Region outline entries:
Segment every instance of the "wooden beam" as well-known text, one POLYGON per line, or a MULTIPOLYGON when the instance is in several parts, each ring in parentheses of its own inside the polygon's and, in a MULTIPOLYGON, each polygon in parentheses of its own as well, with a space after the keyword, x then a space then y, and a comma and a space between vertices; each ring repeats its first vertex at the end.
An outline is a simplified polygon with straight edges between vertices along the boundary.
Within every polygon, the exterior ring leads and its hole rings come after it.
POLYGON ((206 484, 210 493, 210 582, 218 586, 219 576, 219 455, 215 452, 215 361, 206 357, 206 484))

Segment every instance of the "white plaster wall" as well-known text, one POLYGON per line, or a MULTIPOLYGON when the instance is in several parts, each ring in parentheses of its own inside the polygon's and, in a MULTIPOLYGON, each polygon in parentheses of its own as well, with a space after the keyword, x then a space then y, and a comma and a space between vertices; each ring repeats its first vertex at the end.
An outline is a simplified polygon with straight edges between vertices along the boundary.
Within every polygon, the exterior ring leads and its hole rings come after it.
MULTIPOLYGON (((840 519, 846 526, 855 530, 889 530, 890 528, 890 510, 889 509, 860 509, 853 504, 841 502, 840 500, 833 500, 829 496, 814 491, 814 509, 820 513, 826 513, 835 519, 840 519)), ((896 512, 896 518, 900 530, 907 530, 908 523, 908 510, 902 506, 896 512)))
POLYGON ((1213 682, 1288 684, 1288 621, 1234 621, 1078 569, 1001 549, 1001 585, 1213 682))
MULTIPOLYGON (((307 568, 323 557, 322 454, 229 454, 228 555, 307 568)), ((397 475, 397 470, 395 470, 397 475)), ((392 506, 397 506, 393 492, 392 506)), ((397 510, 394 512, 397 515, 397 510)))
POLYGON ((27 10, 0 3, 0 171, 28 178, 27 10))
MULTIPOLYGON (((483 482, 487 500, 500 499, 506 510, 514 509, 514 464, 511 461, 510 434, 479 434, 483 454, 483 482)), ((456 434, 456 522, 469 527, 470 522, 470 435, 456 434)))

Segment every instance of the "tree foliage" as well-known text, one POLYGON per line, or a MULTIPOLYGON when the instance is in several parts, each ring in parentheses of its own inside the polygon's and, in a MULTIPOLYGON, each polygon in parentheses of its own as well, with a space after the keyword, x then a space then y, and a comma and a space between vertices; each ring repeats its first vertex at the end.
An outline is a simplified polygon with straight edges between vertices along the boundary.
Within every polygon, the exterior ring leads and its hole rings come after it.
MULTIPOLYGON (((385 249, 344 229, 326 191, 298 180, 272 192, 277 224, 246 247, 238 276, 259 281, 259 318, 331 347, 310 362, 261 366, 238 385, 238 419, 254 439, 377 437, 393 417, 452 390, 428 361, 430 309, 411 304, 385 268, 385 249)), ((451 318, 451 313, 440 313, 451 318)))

## Work to complete:
Reproduce every line of the listing above without any changes.

## Answer to the task:
Segment every instance of the "wooden beam" as well-known text, one POLYGON per line, or a MULTIPOLYGON when the instance is in several parts, each ring in parentheses of its own inside the polygon's and, in a MULTIPOLYGON, each polygon in parentheses of its own as well, with a space after the keyword, x then a space then y, and a comma and a space between vertices; each ring repeats its first vertex at the end.
An outline is a simplified polygon with straight edges between vertices along the boundary.
Within every polygon, the exterior ring leads and its hole rings come after it.
POLYGON ((206 484, 210 493, 210 582, 218 586, 219 576, 219 455, 215 452, 215 361, 206 357, 206 484))

Segment every instance of the "white plaster wall" as well-known text, one POLYGON per line, or a MULTIPOLYGON when the instance is in several parts, each ring in parentheses of its own inside the polygon's and, in a MULTIPOLYGON, each polygon in parentheses of its own as well, with a space after the keyword, x then a space then y, and a comma and a space between vertices; each ring repeats its first vertex at the end.
An outline is a simplified polygon with straight edges between vertices along the boundary.
Within every polygon, the exterior ring leads and its hole rings come after it.
MULTIPOLYGON (((840 519, 846 526, 855 530, 889 530, 890 528, 890 510, 889 509, 860 509, 853 504, 841 502, 840 500, 833 500, 829 496, 814 491, 814 509, 820 513, 826 513, 835 519, 840 519)), ((896 512, 896 518, 900 530, 907 530, 908 523, 908 510, 902 506, 896 512)))
POLYGON ((1213 682, 1288 684, 1288 621, 1234 621, 1078 569, 1001 549, 1001 585, 1213 682))
MULTIPOLYGON (((307 568, 323 557, 322 454, 229 454, 228 555, 307 568)), ((397 475, 397 470, 395 470, 397 475)), ((392 506, 397 506, 393 492, 392 506)), ((397 510, 394 512, 397 515, 397 510)))
POLYGON ((27 10, 0 3, 0 171, 28 178, 27 10))
MULTIPOLYGON (((483 482, 487 500, 500 499, 506 510, 514 509, 514 464, 511 461, 510 434, 479 434, 483 454, 483 482)), ((456 434, 456 522, 469 527, 470 522, 470 435, 456 434)))

Segment every instance of the "tree foliage" as well-known text, one POLYGON per line, or a MULTIPOLYGON when the instance is in several parts, each ring in parentheses of its own inside the polygon's and, in a MULTIPOLYGON, each polygon in parentheses of its own as well, with a space after the keyword, x then a space then y, and a comma and a space between vertices; each ring repeats its first vertex at the end.
An outline is a simplified polygon with straight edges between vertices along the boundary.
Within every polygon, the exterior ring leads and its hole rings come after it.
MULTIPOLYGON (((385 249, 344 229, 326 191, 298 180, 272 192, 277 224, 246 247, 238 276, 259 281, 259 318, 331 347, 310 362, 261 366, 238 385, 238 419, 254 439, 377 437, 393 417, 452 390, 428 361, 430 309, 411 304, 385 268, 385 249)), ((451 318, 451 313, 440 313, 451 318)))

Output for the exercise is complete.